* **ACTIVITY**
Which of the lines below include "TARGET"? Each one should be copied out.

(Image point grounding data)
+++
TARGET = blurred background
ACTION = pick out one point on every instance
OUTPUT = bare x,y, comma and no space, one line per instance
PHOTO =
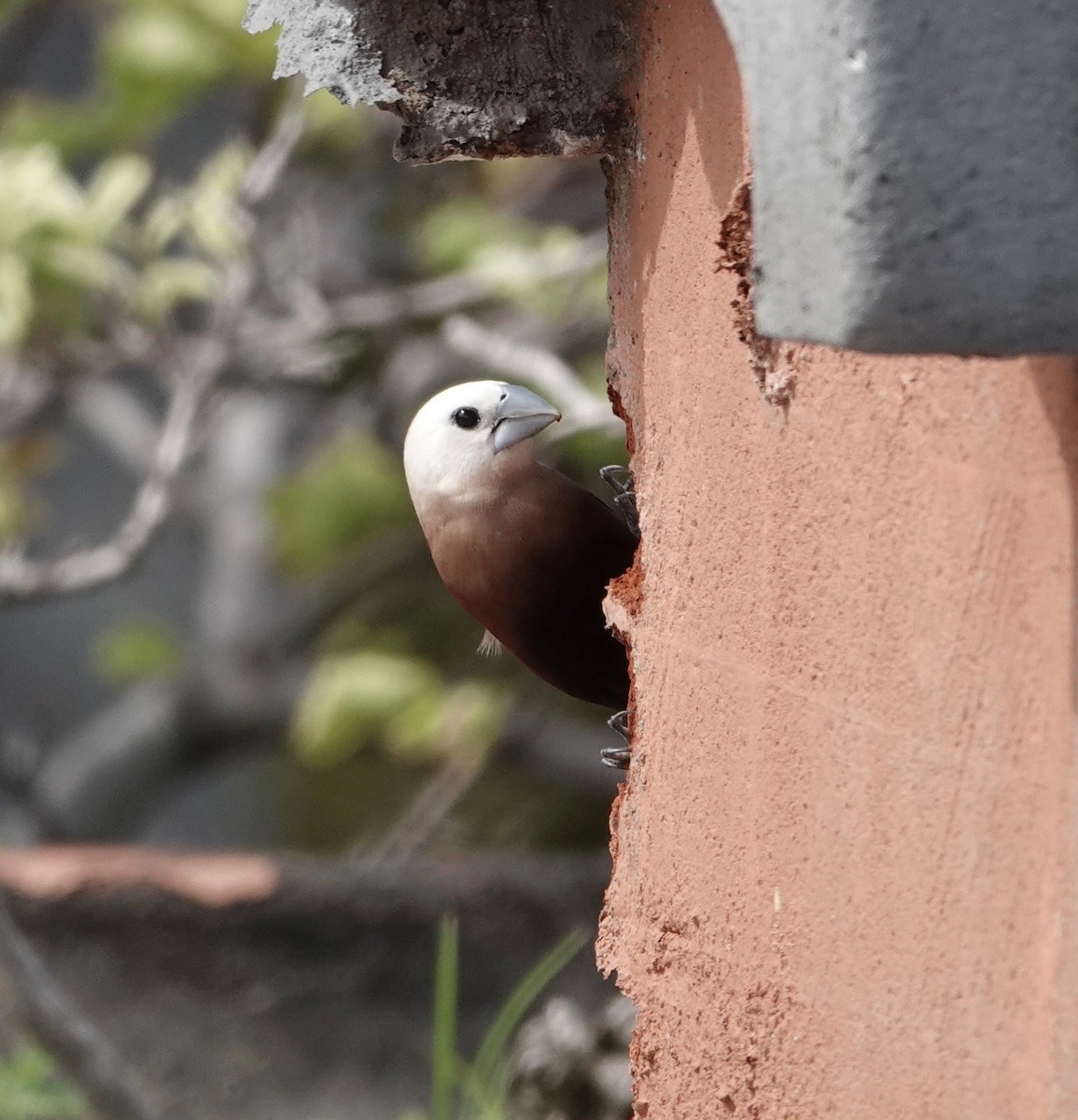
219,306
+++
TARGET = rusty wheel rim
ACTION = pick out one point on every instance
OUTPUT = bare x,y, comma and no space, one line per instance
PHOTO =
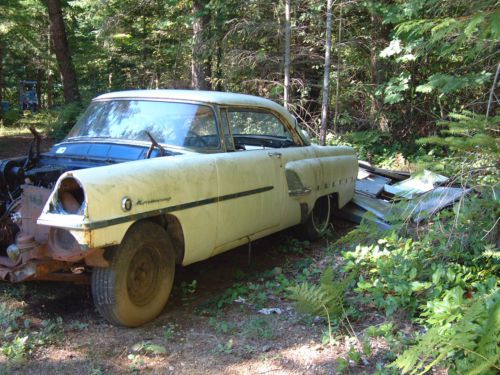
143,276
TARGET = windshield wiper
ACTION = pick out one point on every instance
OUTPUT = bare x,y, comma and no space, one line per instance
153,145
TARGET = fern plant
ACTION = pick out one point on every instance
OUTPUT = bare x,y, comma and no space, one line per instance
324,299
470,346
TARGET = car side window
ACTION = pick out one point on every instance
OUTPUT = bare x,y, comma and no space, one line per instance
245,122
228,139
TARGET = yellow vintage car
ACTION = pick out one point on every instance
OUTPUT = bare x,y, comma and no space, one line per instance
+++
* **RESPONSE TO THE TASK**
TARGET = blurred background
TARGET = rusty wheel rim
TARGET = windshield wiper
TARGET = fern plant
TARGET = car side window
TARGET = yellow vintage car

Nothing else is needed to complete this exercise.